NPError setStateContext(NPP npp, NPDeviceContextAudio *context, int32 state, int32 value)

	
        inputs:
		NPP npp
			Plug-in instance npp
		NPDeviceContextAudio *context
			audio context to apply state
		int32 state
			NPAudioContextStateCallback
				Start & Stop playback when in callback mode. Audio
				device will emit silence and callbacks will be suspended.
		int32 value
	returns:
		NPERR_NO_ERROR
		NPERR_INVALID_PARAM
		NPERR_GENERIC_ERROR
	notes:
		Callable only from the NPAPI thread.
		Use setStateContext(npp, context, NPAudioContextStateCallback,
		NPAudioCallbackStart) to resume stopped playback.
		When stopping, after a successful return value, no callbacks should
		occur. If a pending callback is taking too long, this function
		will fail with a return value of NPERR_GENERIC_ERROR.
		After initialization in callback mode, an audio context will be in
		the NPAudioCallbackStop state.

NPError getStateContext(NPP npp, NPDeviceContextAudio *context, int32 state, int32 *value)

	inputs:
		NPP npp
			Plug-in instance npp
		NPDeviceContextAudio *context
			audio context to apply state
		int32 state
			new state value
				NPAudioContextStateCallback
					Get current state of callback.
				NPAudioContextStateUnderrunCounter
					Get current detectable underrun count since
					initialization.
	output:
		int32 *value
	returns:
		NPERR_NO_ERROR
		NPERR_INVALID_PARAM
	notes:
		Callable only from the NPAPI thread.

NPError flushContext(NPP npp, NPDeviceContextAudio *context)

	
        inputs:
		NPP npp
			For audio, this function is invoked from a non-NPAPI thread,
			so npp is ignored.
		NPDeviceContextAudio *context
			context->outBuffer
				pointer to output data. If this field is NULL, no output
				(or silence) will occur.
			context->inBuffer
				pointer to input data. If this field is NULL, no input
				will occur.
	returns:
		NPERR_NO_ERROR
		NPERR_INVALID_PARAM
		NPERR_GENERIC_ERROR
	notes:
		This is a blocking call. Data in context->outBuffer is streamed to
		the audio device. The call then blocks until the audio device is
		ready to receive the next buffer payload. If the audio device does
		not receive data within a certain time frame, it will begin to emit
		silence. For an application to emit continuous audio without gaps
		of silence, it will need to perform a minimal amount of computation
		between consecutive flushDevice() calls on a priority boosted
		dedicated audio thread. If the audio device is initialized with
		both input channel(s) and output channel(s), audio can stream
		isochronously on the same flushContext() call.

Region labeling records
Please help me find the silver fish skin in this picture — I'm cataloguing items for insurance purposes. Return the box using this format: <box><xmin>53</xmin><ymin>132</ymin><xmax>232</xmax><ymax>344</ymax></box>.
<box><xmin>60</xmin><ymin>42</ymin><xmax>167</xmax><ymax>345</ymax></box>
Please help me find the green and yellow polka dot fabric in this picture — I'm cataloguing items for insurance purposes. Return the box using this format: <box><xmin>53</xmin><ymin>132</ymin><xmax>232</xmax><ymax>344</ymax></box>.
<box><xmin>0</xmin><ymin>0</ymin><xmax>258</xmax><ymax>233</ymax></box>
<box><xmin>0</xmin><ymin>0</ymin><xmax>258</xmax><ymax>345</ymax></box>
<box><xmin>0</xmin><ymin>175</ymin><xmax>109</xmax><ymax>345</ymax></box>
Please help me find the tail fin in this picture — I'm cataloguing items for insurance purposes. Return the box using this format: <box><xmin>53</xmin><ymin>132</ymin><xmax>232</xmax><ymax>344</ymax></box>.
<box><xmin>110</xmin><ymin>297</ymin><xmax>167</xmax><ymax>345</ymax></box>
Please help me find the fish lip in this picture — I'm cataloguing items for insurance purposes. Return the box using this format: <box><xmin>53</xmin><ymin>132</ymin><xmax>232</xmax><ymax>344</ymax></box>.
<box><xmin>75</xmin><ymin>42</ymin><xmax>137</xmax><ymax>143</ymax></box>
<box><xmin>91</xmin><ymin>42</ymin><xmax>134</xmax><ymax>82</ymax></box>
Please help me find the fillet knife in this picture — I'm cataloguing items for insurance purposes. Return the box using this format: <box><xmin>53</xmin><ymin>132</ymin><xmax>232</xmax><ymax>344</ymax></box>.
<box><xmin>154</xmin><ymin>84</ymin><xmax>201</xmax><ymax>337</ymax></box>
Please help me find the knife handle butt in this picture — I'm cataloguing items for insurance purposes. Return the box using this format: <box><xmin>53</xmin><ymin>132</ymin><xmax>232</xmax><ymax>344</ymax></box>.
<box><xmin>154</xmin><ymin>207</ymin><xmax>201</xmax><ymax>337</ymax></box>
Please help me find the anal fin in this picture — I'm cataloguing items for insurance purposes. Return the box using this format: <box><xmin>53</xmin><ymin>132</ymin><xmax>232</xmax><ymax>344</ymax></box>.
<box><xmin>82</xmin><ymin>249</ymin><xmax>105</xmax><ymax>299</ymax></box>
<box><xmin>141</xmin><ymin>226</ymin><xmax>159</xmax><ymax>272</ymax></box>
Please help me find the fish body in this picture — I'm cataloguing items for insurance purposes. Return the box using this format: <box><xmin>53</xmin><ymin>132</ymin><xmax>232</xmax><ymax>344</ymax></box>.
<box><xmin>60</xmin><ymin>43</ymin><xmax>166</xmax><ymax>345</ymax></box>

STATED EXERCISE 1:
State whether each statement agrees with the audio API documentation, answering yes or no and quoting the deciding words: (a) getStateContext may be called only from the NPAPI thread; (b) after initialization in callback mode, an audio context is in the NPAudioCallbackStart state; (c) flushContext returns without blocking.
STATED EXERCISE 2:
Continue the audio API documentation from the point at which it stops.
The records bear no relation to the audio API documentation.

WRITTEN REPLY 1:
(a) Yes: "Callable only from the NPAPI thread."
(b) No: "After initialization in callback mode, an audio context will be in the NPAudioCallbackStop state."
(c) No: "This is a blocking call."

WRITTEN REPLY 2:
		
		In the case of audio, it is highly recommend not to make this call
		from the NPAPI thread.
		
		If the audio device was initialized in callback mode,
		flushContext() will do nothing and return NPERR_GENERIC_ERROR
		
		If the audio device is in blocking push mode and
		destroyContext(npp, context) is performed in the NPAPI thread,
		pending blocking flushContext calls will return with
		NPERR_GENERIC_ERROR.
		

NPError destroyContext(NPP npp, NPDeviceContextAudio *context)

	
        inputs:
		NPP npp
			Plug-in instance npp
		NPDeviceContextAudio *context
			audio context to shutdown
	returns:
		NPERR_NO_ERROR
		NPERR_INVALID_PARAM
	notes:
		callback mode:
			Waits for pending callback (if applicable) to complete (or
			times out) Upon return from shutdown, no further callbacks
			will occur.
		blocking push mode:
			Does _not_ automatically terminate pending blocking
			flushContext() calls occuring other threads. It is highly
			recommended that other threads suspend calls to flushContext()
			_before_ invoking destroyContext(npp, context).
		other:
			Callable only from the NPAPI thread. Application's
			responsibility to cleanly bring down audio before Shutdown to
			avoid clicks / pops.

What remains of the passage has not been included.